START Extract provided

International Olympic Committee (IOC) consensus statement [22] determines that improvements in performance after acute BJ supplementation are commonly detected within 2–3 h following a NO₃⁻ bolus of 5–9 mmol (310–560 mg) [23]. Longer periods (> 3 days) of NO₃⁻ supplementation appears to increase sport performance [24, 25], especially, when performance gains appear harder to achieve in highly-trained athletes [12]. Higher doses of NO₃⁻ (> 8 mmol) have shown to improve performance in trained rowers [23]. There are some uncertainties for the dose-response relationship exists between biological mechanisms and acute BJ supplementation for improving endurance performance in well-trained athletes. The differences observed between highly-trained competitive athletes and amateur athletes in the effects caused by BJ supplementation could be a consequence of years of training adaptations and genetic factors [26].

The physiological mechanisms underlying the impacts of NO₃⁻ supplementation on cardiorespiratory endurance performance remain unclear. Studies have shown that factors such as NO₃⁻ dose, training level, athlete status, duration of supplementation (acute or chronic), regular dietary NO₃⁻ intake and exercise test duration and intensity may all affect the impacts of BJ consumption [12]. It remains clear that much further work is needed to elucidate the physiological adaptations and responses induced by BJ in trained or even untrained subjects before and after a training intervention [20].

In the studies performed to date, different test protocols have been used to assess the impacts of NO₃⁻ supplementation and there is some debate as to which tests are the most suitable for assessing endurance performance. Tests of time to exhaustion measure exercise capacity more than performance per se. These protocols have been criticized for their deficient ecological validity and their limited applicability to some sports modalities [27, 28]. Other studies have based their assessments on covering a given distance in the fastest time possible (time trial) as an intervention to improve sport performance [27, 29].

END Extract provided
START Data

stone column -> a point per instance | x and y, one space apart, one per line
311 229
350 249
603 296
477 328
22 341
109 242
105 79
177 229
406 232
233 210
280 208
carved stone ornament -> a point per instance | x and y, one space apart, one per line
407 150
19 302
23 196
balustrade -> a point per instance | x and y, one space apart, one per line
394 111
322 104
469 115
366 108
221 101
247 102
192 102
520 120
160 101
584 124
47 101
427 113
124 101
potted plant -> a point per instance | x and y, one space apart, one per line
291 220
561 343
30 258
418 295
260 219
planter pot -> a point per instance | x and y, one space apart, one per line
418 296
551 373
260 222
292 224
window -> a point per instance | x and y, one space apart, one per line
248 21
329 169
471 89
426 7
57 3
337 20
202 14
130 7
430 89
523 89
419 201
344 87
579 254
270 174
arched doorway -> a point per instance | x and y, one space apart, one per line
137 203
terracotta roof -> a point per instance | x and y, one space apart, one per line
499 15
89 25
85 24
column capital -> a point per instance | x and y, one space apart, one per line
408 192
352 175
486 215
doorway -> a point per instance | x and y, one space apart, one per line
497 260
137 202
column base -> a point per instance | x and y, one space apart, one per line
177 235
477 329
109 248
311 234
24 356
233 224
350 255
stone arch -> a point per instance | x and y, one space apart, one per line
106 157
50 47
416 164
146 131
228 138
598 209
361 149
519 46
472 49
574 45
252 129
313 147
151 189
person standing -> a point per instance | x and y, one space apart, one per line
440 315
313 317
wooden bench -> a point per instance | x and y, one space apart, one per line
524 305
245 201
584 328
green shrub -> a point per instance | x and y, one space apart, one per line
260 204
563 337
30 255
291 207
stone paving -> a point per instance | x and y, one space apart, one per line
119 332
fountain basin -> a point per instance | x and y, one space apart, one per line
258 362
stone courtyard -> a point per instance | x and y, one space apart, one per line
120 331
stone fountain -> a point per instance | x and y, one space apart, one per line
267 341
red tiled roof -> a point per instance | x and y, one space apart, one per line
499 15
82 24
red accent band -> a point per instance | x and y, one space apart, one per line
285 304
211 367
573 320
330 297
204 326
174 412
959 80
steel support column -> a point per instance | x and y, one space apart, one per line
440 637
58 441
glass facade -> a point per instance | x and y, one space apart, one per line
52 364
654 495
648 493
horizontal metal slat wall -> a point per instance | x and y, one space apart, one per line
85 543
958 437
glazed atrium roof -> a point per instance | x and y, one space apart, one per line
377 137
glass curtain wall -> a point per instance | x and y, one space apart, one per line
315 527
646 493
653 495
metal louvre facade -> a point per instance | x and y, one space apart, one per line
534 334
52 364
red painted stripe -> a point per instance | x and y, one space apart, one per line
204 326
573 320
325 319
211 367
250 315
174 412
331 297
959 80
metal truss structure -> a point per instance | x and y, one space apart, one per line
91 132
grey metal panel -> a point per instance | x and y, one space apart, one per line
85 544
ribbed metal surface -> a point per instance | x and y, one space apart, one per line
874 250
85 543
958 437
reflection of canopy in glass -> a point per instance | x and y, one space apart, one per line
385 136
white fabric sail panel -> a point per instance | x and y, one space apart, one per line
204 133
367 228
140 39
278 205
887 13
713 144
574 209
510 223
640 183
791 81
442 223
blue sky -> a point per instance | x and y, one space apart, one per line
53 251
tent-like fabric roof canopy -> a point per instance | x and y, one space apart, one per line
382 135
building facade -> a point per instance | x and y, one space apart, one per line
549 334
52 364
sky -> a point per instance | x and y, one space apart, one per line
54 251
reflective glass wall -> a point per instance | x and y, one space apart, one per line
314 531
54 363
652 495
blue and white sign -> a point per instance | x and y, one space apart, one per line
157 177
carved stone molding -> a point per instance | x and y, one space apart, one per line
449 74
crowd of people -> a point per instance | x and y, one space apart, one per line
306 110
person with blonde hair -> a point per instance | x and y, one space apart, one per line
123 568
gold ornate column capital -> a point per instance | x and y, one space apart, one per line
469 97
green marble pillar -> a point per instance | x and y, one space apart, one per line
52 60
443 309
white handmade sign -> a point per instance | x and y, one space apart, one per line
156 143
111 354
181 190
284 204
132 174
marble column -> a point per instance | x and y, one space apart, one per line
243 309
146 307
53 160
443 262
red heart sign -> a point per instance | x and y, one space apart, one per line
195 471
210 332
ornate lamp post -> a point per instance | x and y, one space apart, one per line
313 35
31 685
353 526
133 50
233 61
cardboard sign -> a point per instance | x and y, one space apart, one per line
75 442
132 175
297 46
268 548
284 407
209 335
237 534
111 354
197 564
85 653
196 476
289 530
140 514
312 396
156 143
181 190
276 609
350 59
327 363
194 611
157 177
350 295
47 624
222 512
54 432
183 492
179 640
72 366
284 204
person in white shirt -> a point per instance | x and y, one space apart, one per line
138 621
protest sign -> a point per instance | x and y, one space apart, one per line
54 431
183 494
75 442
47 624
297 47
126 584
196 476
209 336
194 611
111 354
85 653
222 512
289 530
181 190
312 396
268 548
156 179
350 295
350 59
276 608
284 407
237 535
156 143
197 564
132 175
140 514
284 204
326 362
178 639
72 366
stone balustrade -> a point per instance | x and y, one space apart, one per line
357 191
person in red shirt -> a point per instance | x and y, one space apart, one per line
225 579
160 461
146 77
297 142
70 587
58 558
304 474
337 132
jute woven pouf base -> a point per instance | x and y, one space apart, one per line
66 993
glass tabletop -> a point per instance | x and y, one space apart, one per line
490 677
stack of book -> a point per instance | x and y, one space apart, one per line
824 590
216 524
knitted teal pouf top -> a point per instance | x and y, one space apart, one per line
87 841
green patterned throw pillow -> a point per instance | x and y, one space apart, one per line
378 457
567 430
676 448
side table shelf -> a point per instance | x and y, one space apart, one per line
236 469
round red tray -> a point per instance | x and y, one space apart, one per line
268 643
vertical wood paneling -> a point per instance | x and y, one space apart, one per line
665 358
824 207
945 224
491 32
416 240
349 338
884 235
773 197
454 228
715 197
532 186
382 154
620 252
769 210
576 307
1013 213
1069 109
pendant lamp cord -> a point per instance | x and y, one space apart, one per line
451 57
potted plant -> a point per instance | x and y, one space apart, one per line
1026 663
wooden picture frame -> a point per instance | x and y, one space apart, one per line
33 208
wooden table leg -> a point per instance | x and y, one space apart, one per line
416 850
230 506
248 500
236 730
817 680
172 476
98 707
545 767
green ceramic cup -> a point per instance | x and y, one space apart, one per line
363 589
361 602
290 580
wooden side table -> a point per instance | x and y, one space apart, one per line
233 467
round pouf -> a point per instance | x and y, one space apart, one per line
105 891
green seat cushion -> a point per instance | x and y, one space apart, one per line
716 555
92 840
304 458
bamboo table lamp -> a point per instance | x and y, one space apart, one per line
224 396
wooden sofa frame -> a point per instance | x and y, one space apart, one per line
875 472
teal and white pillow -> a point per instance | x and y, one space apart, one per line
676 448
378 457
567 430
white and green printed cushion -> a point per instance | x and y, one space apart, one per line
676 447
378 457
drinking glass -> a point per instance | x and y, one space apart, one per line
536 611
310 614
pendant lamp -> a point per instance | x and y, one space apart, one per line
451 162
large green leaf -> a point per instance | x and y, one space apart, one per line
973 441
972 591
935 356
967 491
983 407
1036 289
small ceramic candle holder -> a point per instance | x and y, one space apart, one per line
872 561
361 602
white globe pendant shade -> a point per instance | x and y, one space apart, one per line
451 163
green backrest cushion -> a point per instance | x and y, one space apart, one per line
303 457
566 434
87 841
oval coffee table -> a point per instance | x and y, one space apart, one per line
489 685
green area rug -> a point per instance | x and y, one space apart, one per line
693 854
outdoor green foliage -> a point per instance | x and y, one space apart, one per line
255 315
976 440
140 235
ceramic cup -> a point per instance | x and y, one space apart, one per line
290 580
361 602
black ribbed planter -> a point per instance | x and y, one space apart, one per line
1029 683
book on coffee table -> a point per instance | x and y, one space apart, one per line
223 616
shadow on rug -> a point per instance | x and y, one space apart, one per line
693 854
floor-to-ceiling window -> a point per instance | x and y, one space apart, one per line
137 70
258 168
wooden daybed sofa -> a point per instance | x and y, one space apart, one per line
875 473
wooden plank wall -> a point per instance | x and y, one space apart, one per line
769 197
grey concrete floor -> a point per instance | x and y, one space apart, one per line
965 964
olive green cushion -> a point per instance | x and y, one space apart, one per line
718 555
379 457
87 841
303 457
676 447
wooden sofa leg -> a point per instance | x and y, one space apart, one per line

END Data

_What to work on_
**1)** In the passage on nitrate supplementation, within what time after a NO₃⁻ bolus are performance improvements from acute BJ supplementation commonly detected?
**2)** List every factor that, according to the passage on nitrate supplementation, may affect the impacts of BJ consumption.
**3)** Please write what comes next in the passage on nitrate supplementation, picking up after its last sentence.

_Answer list_
**1)** Within 2–3 h.

**2)**
- NO₃⁻ dose
- training level
- athlete status
- duration of supplementation (acute or chronic)
- regular dietary NO₃⁻ intake
- exercise test duration and intensity

**3)**
The arduous nature of laboratory cycling time trials means it is not possible to ask participants to execute a familiarization trial at the criterion distance, which could indicate a lack of knowledge of the performance variability of cyclists in time trials, especially in subjects not experienced in cycling [30]. Given the complexity of designing specific tests to simulate real sports conditions (lab tests vs races), we propose opting for a test conducted at an intensity equivalent to VT, in which aerobic performance (first ventilatory threshold or VT1) and transition towards an anaerobic energy metabolism (second ventilatory threshold or VT2) can be assessed. The use of submaximal VT workloads seems to more accurately predict cycling endurance performance [31]. This has been described as a valid method [32] that shows a direct relationship between VT and 40 km time trial performance. Moreover, the gas exchange threshold and VT are highly correlated with running velocity in triathlon and marathon tests [33,34,35], and VT2 is a strong predictor of performance in time-trials [36].

The objective of the present study was to assess the effects of acute BJ supplementation on endurance exercise performance and cardioventilatory responses in well-trained triathletes during a cycle ergometer test conducted at a load intensity equivalent to the first and second ventilatory threshold. Our working hypothesis was that a single dose of BJ supplementation would improve cardiorespiratory endurance performance by diminishing \( \dot{\mathrm{V}} \)O₂ for a given workload by means of more efficient and economic mechanical and energy-producing physiological mechanisms.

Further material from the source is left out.